Job - All of the entries need to be written out again, exactly as they are.

== Data records

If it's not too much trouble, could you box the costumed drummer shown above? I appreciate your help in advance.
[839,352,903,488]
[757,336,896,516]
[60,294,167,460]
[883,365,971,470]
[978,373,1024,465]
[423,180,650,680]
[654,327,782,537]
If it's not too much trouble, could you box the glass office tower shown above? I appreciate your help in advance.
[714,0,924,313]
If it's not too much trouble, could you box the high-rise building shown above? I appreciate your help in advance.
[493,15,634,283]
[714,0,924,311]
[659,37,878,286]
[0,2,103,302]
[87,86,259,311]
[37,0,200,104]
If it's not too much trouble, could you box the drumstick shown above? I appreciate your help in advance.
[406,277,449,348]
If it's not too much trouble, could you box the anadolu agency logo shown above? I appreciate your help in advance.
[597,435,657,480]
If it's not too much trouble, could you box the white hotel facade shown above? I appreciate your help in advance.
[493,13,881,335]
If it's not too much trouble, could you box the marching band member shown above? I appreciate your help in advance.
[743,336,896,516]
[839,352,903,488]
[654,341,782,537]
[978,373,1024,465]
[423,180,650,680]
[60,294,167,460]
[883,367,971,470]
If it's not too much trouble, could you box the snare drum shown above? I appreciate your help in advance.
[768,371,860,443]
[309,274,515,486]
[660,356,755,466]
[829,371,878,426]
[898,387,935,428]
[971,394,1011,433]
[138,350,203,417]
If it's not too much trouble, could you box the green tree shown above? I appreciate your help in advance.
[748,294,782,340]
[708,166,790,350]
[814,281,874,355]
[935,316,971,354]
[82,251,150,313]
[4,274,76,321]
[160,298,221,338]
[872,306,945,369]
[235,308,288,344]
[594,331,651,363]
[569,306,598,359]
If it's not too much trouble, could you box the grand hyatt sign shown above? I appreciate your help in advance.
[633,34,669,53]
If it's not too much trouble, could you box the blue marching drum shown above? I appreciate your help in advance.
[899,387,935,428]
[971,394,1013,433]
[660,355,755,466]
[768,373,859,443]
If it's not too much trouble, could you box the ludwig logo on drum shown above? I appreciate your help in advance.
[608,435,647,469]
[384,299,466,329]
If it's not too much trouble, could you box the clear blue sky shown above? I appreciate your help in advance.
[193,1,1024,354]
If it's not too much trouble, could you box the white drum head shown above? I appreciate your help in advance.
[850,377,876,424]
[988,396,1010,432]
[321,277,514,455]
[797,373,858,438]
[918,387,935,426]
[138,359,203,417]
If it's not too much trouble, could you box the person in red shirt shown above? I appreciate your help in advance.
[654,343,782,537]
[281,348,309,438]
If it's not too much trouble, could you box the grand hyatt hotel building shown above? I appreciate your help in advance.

====

Result -
If it's not too much trouble, could you box the costumed drummer shown above? I appreciate your help in advance.
[839,352,903,488]
[757,336,896,516]
[60,294,167,460]
[883,365,971,470]
[978,373,1024,465]
[423,180,650,680]
[654,327,782,537]
If it's not too much trouble, could you box the glass office tower shown above? I appreciate your help in advance.
[714,0,924,313]
If it's not too much trouble, could you box the high-rise building shown above? I appreciate your help in advance.
[493,15,634,283]
[714,0,924,311]
[659,37,878,286]
[0,2,103,302]
[87,86,259,311]
[37,0,200,104]
If it's not too much trouble, could you box the drumstick shown above? I appreciate your help in advance.
[406,277,449,348]
If it's not too much trouble, could you box the anadolu agency logo shown above? I appreciate your help in advance.
[597,435,657,480]
If it's not too much trouble, could you box the white hotel facade shown above? I appreciate your help in advance.
[493,13,881,335]
If it's not too much trouble, could you box the marching band member shown above? I appreciate your help in advance.
[743,336,896,516]
[839,352,903,488]
[654,341,782,537]
[978,373,1024,465]
[423,180,650,680]
[60,294,167,460]
[883,367,971,470]
If it's not too much trouble, could you box the snare drum shown above? I appreciate your help in advance.
[768,371,860,443]
[309,274,515,486]
[660,356,755,466]
[829,371,878,426]
[898,387,935,428]
[971,394,1011,433]
[138,350,203,417]
If it's not too much trouble, could you box the green tree shown above? I appreciate your help in advance.
[748,294,782,340]
[708,166,790,350]
[814,281,874,355]
[935,316,971,354]
[82,251,150,313]
[4,274,76,321]
[160,298,221,338]
[872,306,945,369]
[235,308,288,344]
[594,331,651,363]
[569,306,598,359]
If it's not too much trouble, could you box the grand hyatt sign shown above? I appreciate your help in advance.
[633,34,669,53]
If it's not too much trouble, could you box the blue marching drum shown above? I appreciate your help in advance.
[899,387,935,428]
[971,394,1013,433]
[660,355,755,466]
[768,373,859,443]
If it's not too much trouble, could you box the ludwig logo on drum shown above? I appreciate your help in advance.
[608,435,647,469]
[384,299,466,329]
If it's not too much trouble, could you box the clear blue sky shown above? I appreciate your help in advance.
[193,1,1024,354]
If it's not too much trouble, could you box the white drum head shown above? I appreciate your help in advance.
[850,377,876,424]
[988,396,1010,432]
[321,277,514,455]
[797,373,858,438]
[918,387,935,426]
[138,359,203,417]
If it's not too much trouble, could you box the person in red shirt shown above? I appreciate your help in advance.
[654,343,782,537]
[281,348,309,438]
If it's not too much trouble, could you box the grand hyatt hotel building shown above? I appreciate your help in advance.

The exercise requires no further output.